Data for this task:
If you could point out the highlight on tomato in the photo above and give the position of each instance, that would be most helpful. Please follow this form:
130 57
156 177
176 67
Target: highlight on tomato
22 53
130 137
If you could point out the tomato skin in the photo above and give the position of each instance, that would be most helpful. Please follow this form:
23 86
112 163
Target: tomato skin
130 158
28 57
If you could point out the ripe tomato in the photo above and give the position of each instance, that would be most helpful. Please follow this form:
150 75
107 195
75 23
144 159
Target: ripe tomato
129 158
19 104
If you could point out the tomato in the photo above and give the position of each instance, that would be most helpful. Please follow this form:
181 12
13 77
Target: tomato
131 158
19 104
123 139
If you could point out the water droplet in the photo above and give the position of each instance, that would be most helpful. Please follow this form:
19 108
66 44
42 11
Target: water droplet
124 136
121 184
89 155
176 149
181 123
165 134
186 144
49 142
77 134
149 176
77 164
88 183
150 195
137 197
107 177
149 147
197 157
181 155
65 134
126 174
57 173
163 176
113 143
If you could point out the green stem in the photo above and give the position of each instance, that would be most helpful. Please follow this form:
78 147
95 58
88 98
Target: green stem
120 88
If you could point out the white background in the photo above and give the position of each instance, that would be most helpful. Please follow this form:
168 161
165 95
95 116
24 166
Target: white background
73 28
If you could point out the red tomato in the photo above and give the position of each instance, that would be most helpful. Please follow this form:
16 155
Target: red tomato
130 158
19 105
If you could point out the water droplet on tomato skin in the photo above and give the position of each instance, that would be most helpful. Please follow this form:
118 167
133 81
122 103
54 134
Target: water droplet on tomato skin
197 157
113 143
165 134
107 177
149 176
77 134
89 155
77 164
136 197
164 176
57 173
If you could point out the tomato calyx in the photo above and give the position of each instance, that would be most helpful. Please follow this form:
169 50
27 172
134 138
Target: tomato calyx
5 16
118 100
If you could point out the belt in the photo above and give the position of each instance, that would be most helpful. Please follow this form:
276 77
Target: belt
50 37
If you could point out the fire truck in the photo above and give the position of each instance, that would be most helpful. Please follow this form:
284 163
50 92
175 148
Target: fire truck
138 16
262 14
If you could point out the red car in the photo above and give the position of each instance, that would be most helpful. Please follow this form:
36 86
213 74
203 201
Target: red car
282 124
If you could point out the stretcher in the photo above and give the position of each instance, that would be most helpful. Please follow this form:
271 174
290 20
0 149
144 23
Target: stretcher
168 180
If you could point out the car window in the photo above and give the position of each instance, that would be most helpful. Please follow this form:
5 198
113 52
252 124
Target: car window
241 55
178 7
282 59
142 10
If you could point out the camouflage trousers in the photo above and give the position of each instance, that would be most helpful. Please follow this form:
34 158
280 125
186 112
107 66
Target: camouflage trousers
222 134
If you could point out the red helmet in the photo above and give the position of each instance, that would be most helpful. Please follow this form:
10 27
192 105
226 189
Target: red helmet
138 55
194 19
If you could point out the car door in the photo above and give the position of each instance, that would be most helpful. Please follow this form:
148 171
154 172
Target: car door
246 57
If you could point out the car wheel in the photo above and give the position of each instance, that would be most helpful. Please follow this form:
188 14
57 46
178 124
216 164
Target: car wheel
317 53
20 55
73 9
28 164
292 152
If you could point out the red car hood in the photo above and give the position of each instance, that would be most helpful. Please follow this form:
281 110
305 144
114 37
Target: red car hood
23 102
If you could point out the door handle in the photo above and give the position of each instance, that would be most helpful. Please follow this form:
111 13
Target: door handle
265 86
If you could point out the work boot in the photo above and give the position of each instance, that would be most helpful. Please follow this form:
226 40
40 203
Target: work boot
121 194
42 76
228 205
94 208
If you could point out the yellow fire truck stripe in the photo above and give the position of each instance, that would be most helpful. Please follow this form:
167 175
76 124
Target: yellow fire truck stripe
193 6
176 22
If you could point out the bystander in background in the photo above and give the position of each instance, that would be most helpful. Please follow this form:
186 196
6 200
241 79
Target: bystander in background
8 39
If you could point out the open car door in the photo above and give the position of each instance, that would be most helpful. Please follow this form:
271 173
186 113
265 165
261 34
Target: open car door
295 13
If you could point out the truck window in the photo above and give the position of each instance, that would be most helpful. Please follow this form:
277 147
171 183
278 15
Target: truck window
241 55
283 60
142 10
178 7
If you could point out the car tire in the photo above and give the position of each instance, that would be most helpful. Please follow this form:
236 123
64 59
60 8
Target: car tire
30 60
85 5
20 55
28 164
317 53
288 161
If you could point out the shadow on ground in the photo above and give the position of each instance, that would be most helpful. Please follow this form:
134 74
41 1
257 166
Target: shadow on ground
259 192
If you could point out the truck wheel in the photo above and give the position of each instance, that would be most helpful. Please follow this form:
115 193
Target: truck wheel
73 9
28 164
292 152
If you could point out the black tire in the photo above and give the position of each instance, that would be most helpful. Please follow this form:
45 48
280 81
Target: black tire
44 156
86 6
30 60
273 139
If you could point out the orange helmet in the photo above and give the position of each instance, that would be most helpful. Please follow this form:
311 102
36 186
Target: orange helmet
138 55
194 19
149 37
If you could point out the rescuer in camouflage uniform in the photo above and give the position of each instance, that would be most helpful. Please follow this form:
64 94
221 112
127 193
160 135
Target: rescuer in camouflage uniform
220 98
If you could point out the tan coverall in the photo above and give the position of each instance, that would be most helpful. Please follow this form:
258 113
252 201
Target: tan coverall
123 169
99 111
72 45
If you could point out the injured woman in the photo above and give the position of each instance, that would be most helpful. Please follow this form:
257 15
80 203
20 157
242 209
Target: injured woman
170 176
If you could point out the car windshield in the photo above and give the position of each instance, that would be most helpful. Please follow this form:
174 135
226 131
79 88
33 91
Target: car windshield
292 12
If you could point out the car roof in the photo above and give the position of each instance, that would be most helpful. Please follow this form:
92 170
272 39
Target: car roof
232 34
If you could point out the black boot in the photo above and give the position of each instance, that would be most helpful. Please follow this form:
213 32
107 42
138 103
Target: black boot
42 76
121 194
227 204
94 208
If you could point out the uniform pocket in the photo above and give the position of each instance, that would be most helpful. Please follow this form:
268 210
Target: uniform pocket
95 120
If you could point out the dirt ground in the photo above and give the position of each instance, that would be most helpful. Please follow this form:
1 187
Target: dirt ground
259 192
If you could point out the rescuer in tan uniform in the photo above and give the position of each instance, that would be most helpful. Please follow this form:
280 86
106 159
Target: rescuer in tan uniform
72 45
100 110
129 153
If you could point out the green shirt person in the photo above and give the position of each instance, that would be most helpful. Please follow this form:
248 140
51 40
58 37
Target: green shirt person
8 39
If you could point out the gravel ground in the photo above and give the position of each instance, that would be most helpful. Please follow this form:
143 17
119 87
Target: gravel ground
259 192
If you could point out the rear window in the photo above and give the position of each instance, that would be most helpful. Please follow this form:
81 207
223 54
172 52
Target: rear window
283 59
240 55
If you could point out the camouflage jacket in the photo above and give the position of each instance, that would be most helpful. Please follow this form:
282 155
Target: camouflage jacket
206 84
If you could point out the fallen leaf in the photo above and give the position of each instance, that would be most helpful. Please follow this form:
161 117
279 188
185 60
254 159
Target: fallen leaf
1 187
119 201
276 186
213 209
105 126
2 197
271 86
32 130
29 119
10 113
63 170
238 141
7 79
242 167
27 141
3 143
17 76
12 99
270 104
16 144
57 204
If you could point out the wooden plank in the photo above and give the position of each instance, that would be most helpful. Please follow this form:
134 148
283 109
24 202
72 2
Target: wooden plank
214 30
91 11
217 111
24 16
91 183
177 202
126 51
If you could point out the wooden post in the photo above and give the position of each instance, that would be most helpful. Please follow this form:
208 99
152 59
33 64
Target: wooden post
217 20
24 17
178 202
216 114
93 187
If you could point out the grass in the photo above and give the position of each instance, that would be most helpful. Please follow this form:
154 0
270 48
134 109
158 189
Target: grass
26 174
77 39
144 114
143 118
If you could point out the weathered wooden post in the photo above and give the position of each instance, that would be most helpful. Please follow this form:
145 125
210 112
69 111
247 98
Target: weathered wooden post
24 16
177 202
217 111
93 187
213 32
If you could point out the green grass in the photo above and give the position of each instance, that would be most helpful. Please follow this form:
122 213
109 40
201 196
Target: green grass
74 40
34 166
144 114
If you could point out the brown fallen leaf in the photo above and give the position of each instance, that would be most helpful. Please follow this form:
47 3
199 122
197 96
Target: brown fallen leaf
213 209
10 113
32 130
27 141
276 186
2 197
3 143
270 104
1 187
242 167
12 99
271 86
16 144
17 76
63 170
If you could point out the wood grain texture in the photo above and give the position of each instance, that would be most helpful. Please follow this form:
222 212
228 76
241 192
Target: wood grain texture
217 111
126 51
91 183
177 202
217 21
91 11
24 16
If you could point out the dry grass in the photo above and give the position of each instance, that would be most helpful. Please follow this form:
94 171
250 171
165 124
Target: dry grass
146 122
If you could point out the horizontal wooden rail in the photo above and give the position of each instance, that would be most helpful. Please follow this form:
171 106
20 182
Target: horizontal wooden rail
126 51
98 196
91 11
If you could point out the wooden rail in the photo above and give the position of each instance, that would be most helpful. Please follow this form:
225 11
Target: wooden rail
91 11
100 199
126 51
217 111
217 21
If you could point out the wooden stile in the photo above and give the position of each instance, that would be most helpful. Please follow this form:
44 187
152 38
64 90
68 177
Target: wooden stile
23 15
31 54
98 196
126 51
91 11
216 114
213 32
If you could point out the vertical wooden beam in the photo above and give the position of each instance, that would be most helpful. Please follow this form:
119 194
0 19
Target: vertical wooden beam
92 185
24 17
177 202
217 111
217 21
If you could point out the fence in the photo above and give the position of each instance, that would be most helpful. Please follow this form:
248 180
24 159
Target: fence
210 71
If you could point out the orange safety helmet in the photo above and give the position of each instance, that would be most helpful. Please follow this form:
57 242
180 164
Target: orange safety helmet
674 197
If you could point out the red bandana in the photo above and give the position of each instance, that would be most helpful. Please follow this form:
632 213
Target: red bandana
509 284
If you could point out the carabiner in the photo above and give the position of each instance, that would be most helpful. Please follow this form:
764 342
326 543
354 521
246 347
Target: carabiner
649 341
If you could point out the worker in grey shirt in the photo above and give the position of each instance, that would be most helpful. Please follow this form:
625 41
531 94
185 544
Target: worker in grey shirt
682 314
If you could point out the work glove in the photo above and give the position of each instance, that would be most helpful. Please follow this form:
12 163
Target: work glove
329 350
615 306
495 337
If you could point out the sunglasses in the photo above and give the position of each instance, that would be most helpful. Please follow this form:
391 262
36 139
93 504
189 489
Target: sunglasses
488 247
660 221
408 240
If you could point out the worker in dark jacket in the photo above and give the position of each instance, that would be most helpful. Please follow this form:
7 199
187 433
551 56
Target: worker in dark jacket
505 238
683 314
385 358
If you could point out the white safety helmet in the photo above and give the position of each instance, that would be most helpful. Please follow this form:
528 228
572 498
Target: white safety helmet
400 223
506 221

Task:
Find the line with "If you could point out the sunglasses" in the listing above, then write out that line and each remaining line exactly, with no other text.

Answer to the exercise:
If you could point out the sunglasses in the photo above and give the position of each instance, that would be most helpful. Please follow this form:
391 262
36 139
93 504
189 489
Target: sunglasses
488 247
660 221
408 240
If you could point out the worker in dark jacket in the photo above and give the position of each instance, that would be most helpful. Please follow this form:
7 199
187 433
551 56
Target: worker in dark jacket
505 238
683 314
385 358
If you could point out the white safety helmet in the photo above and give the position of each instance, that would be most helpful. Please follow this form:
528 228
572 498
Target: white safety helmet
400 223
506 221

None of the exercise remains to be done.